▸ **Texto proporcionado**
::::
La guerra contra el terror no acabó, pero está perdida. Después de cocinar un desaguisado de 387.000 muertos y 38 millones de personas que abandonaron sus casas, regresan los talibanes al paso macarra de la victoria.

El presidente de los Estados Unidos Joe Biden dijo a los afganos que guerrearan ellos y, en vez de agitar una bandera blanca, salió del escenario por un horizonte de alicaídas banderas de barras y estrellas.

Las banderas son señales y cuando se muestran repetidas en los escenarios su lectura es de tartamudez y eco:

–Est-est-estados-uni-dos-dos, dos...

Cuanto menos país tiene un político o más débil está, más banderas iguales sube al escenario. Viene a la cabeza Isabel Díaz Ayuso recibiendo a Pedro Sánchez entre banderas rojas con estrellas blancas que decían Madrid, Madrid, Madrid, Madrid, Madrid como en un chotis rayado. En medio de ellas, los dos jóvenes y apuestos gobernantes parecían salir de un probador de tienda de ropa.

Las banderas son vistosas, tienen bonitas combinaciones de colores y el viento les da gracia, pero no dejan de ser señales que significan algo:

–Mira, aquel balcón es partidario de la independencia de Cataluña.
::::
▸ **Datos disponibles**
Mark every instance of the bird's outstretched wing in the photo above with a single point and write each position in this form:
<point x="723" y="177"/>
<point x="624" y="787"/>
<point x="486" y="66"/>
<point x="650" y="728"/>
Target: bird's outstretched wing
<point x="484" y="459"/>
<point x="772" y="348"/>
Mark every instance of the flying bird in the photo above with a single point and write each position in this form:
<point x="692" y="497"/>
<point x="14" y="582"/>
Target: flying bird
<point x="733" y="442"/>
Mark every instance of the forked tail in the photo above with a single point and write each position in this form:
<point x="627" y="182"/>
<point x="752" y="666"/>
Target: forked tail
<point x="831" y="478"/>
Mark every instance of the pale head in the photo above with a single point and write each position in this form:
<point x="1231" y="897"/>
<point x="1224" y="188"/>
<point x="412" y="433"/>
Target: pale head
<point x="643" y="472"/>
::::
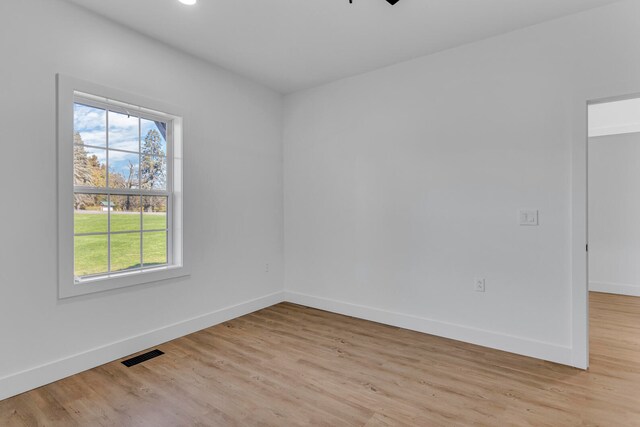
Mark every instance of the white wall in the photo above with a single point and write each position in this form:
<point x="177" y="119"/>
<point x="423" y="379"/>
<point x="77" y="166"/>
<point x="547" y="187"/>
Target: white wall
::::
▸ **Instrucciones de la tarea**
Continúa el texto sobre las banderas y la guerra contra el terror a partir de la última frase que aparece en él.

▸ **Respuesta escrita**
–Mira, esa mascarilla protege del coronavirus a una legionaria.

–Por el collar, ese pastor alemán es español. Estará orgulloso el perro.

Aunque la proliferación de banderas hable de la salud o la necesidad de un político, dicen mucho menos que las señales de tráfico. A Biden se le hubiera entendido mejor al lado de una señal de stop a la guerra o de ceda el paso a los talibanes. El Afganistán actual se representa con una señal de peligro de desprendimiento y otra de animales sueltos. Irak, con la de calle cortada. La polarización que trajo la ideología que propició esa guerra contra el terror hizo que la libertad de las democracias occidentales se represente con la señal de estrechamiento de calzada y el neoliberalismo quitado las de precaución niños y ciclistas y borrado todos los pasos de peatones.